» Document section
Eroding the Quality and Character of San Diego

| December 4, 2023 | 0 Comments

By Patty Ducey-Brooks (with content from Ben Christopher/CalMatters)

I am truly tired of having to make “the housing crisis” the focus of my articles on a regular basis.  However, what is being “forced on our lives” by our elected officials and certain governmental representatives is appalling.

The reason is, we have a pro-density mayor currently in office who has made this his primary platform and seeks attention regionally and nationally for his efforts to build housing at any cost. Recently, Gloria enjoyed speaking to builders, housing financiers, politicians and academics gathered at a conference where most of the programming served as an unofficial advertisement for the host city’s ADU program. 

Because I think it’s very relevant and well stated, I’ve elected to include editorial and commentary from CalMatters, which is identified as a nonpartisan and nonprofit news organization bringing Californians stories that probe, explain and explore solutions to quality-of-life issues while holding our leaders accountable.

According to Ben Christopher, a reporter with CalMatters, “San Diego has hacked the state housing law to build ADU apartment buildings.”

» Problem 1
For each statement about the San Diego housing article, state yes or no and quote the article's deciding words. (a) CalMatters is identified as a nonpartisan and nonprofit news organization. (b) Ben Christopher is described as a reporter with CalMatters. (c) The writer says that making the housing crisis a regular focus of articles is enjoyable.
» Problem 2
Reproduce the San Diego housing article from "By Patty Ducey-Brooks" up to and including "city’s ADU program.".
» Problem 3
According to the San Diego housing article, who was gathered at the conference where Gloria spoke?
Use only the San Diego housing article as your source.

» Supplied material

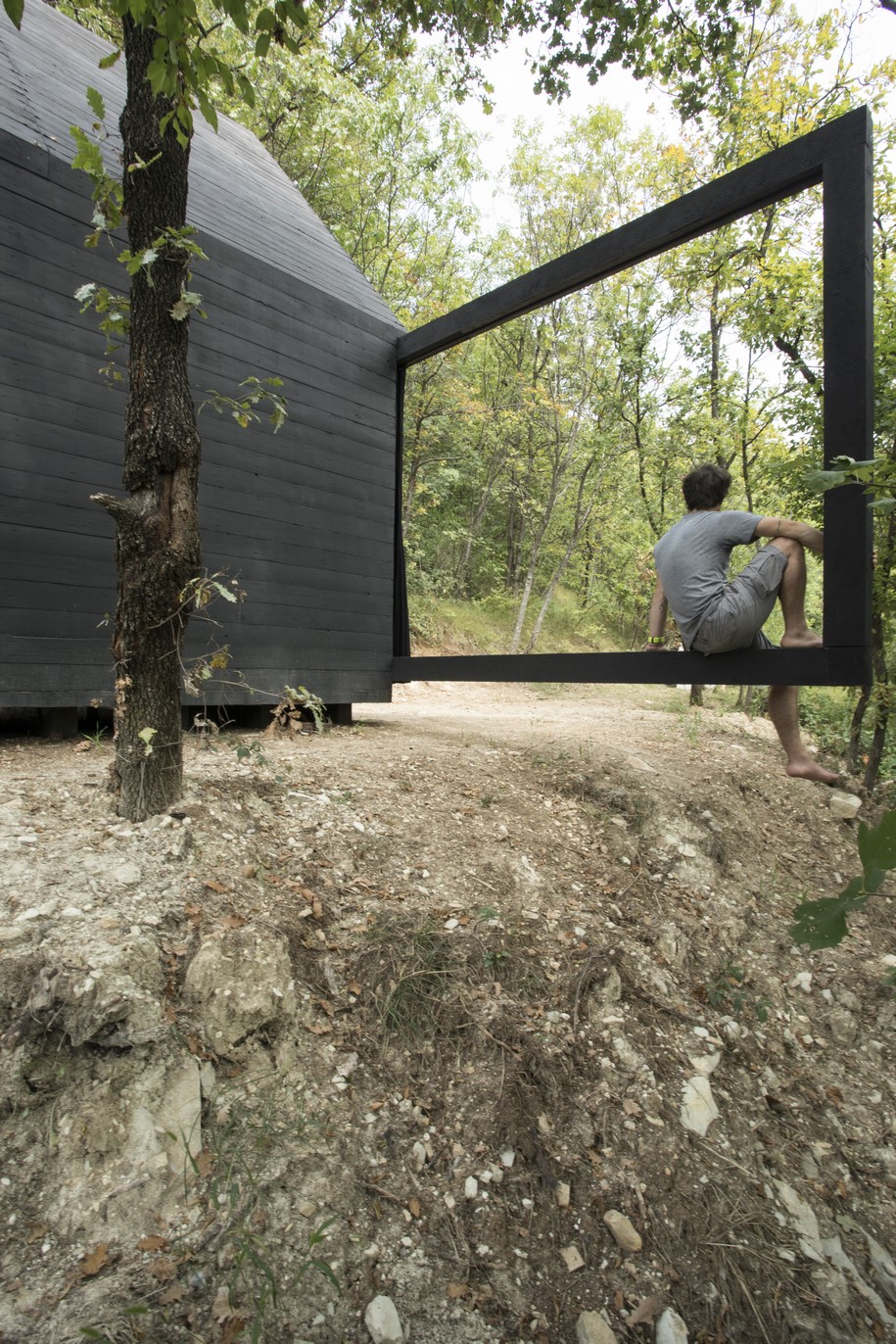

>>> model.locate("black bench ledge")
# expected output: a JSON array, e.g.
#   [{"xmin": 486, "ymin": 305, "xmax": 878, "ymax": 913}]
[{"xmin": 393, "ymin": 648, "xmax": 871, "ymax": 686}]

» Problem solution 1
(a) Yes: "identified as a nonpartisan and nonprofit news organization"
(b) Yes: "Ben Christopher, a reporter with CalMatters"
(c) No: "I am truly tired of having to make “the housing crisis” the focus of my articles on a regular basis."

» Problem solution 2
By Patty Ducey-Brooks (with content from Ben Christopher/CalMatters)

I am truly tired of having to make “the housing crisis” the focus of my articles on a regular basis.  However, what is being “forced on our lives” by our elected officials and certain governmental representatives is appalling.

The reason is, we have a pro-density mayor currently in office who has made this his primary platform and seeks attention regionally and nationally for his efforts to build housing at any cost. Recently, Gloria enjoyed speaking to builders, housing financiers, politicians and academics gathered at a conference where most of the programming served as an unofficial advertisement for the host city’s ADU program.

» Problem solution 3
Builders, housing financiers, politicians and academics.